MATERIAL SUPPLIED ▸
☆ ☆ ☆ ☆
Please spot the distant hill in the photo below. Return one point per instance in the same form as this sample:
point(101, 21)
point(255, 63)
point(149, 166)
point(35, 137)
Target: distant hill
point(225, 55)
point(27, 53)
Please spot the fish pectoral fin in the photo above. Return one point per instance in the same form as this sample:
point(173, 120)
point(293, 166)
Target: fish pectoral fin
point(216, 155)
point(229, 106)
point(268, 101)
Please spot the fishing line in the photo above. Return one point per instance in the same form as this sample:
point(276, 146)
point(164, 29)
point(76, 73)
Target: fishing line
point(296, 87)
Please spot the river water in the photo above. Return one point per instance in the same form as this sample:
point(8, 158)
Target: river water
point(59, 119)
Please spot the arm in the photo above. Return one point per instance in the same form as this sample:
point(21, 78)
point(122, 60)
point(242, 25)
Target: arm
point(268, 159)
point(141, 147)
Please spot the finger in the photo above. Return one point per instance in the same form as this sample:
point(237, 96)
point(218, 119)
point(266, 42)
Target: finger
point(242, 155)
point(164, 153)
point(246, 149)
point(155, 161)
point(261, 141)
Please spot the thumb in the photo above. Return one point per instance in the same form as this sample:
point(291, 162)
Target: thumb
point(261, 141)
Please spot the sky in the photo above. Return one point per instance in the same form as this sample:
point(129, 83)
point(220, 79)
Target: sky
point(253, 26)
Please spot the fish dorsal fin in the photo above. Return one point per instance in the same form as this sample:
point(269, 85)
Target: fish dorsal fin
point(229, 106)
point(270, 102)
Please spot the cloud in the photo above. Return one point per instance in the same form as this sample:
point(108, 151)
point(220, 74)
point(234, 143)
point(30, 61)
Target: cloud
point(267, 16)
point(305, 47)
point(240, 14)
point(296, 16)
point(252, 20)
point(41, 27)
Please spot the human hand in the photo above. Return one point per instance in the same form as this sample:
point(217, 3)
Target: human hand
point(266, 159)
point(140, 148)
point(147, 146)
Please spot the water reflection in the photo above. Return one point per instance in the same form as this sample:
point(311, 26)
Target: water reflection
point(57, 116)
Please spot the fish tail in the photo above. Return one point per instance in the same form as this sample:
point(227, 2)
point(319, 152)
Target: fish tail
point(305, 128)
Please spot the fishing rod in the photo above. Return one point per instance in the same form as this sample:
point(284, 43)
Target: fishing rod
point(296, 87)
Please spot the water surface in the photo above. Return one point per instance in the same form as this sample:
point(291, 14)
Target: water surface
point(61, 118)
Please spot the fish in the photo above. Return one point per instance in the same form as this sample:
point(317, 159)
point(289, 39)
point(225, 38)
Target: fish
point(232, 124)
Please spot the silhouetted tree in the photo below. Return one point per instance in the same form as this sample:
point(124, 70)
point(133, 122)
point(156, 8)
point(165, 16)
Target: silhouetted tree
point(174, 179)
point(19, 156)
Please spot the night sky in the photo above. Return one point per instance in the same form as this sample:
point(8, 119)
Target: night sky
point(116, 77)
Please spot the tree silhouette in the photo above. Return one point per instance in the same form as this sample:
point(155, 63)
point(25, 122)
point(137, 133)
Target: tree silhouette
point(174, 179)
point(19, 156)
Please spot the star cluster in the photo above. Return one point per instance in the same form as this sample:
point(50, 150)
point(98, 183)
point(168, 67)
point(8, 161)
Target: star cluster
☆ ☆ ☆ ☆
PROMPT ▸ Reproduce all of the records above word for word.

RESPONSE TO THIS EXERCISE ▸
Please spot the distant hill in the photo below. Return one point per instance in the same form as this sample:
point(101, 21)
point(255, 63)
point(149, 166)
point(35, 137)
Target: distant hill
point(225, 55)
point(27, 53)
Please spot the fish pectoral fin in the photo above. Return one point per instance in the same form as this sample:
point(173, 120)
point(293, 166)
Target: fish pectoral fin
point(216, 155)
point(229, 106)
point(268, 101)
Please spot the fishing line in the photo above. Return one point per instance in the same form as this sample:
point(276, 146)
point(164, 29)
point(76, 73)
Target: fishing line
point(296, 87)
Please spot the river water in the photo above. Return one point per instance in the same form as this sample:
point(8, 158)
Target: river water
point(59, 119)
Please spot the arm in the photo above. Return one point per instance in the same form as this sample:
point(21, 78)
point(122, 60)
point(242, 25)
Target: arm
point(268, 159)
point(141, 147)
Please spot the finger in the photo above. Return one point per instance in the same form as this sample:
point(237, 96)
point(218, 119)
point(266, 42)
Target: finger
point(242, 155)
point(164, 153)
point(246, 149)
point(155, 161)
point(261, 141)
Please spot the thumb in the photo above. Return one point per instance in the same form as this sample:
point(291, 162)
Target: thumb
point(261, 141)
Please spot the sky in the photo above. Return one point per instance in the same form as this sample:
point(129, 83)
point(220, 79)
Target: sky
point(253, 26)
Please spot the fish dorsal fin in the photo above. Return one point per instance in the same form as this sample:
point(269, 85)
Target: fish dorsal fin
point(229, 106)
point(270, 102)
Please spot the cloud in the photo above. Return one point per instance in the same form as this sample:
point(108, 151)
point(220, 74)
point(234, 143)
point(30, 61)
Target: cloud
point(267, 16)
point(305, 47)
point(240, 14)
point(296, 16)
point(252, 20)
point(41, 27)
Please spot the human hand in the photo above. Return one point per instance in the same form as this sample:
point(217, 3)
Target: human hand
point(266, 159)
point(140, 148)
point(147, 146)
Please spot the water reflection in the photo above. Return one point per instance in the same form as this sample:
point(311, 26)
Target: water reflection
point(57, 116)
Please spot the fish tail in the photo above. Return one point per instance in the same form as this sample:
point(227, 2)
point(319, 152)
Target: fish tail
point(305, 128)
Please spot the fishing rod in the photo above. Return one point per instance in the same form as this sample:
point(284, 43)
Target: fishing rod
point(296, 87)
Please spot the water surface in the photo above. Return one point per instance in the same form as this sample:
point(291, 14)
Target: water surface
point(61, 118)
Please spot the fish in the photo above. Return one point per instance in the same form as this sample:
point(317, 159)
point(289, 39)
point(225, 38)
Target: fish
point(232, 124)
Please spot the silhouetted tree in the photo below. Return one point per instance in the same form as this sample:
point(124, 70)
point(133, 122)
point(156, 8)
point(165, 16)
Target: silhouetted tree
point(174, 179)
point(19, 156)
Please spot the night sky in the photo above. Return one point per instance in the same form as this sample:
point(8, 119)
Target: night sky
point(116, 77)
Please spot the tree silhouette in the photo above. Return one point per instance in the same form as this sample:
point(155, 63)
point(25, 122)
point(137, 133)
Target: tree silhouette
point(174, 179)
point(19, 156)
Please spot the star cluster in the photo above. Return one point per instance in the same form as this sample:
point(50, 150)
point(98, 183)
point(168, 67)
point(8, 161)
Target: star cluster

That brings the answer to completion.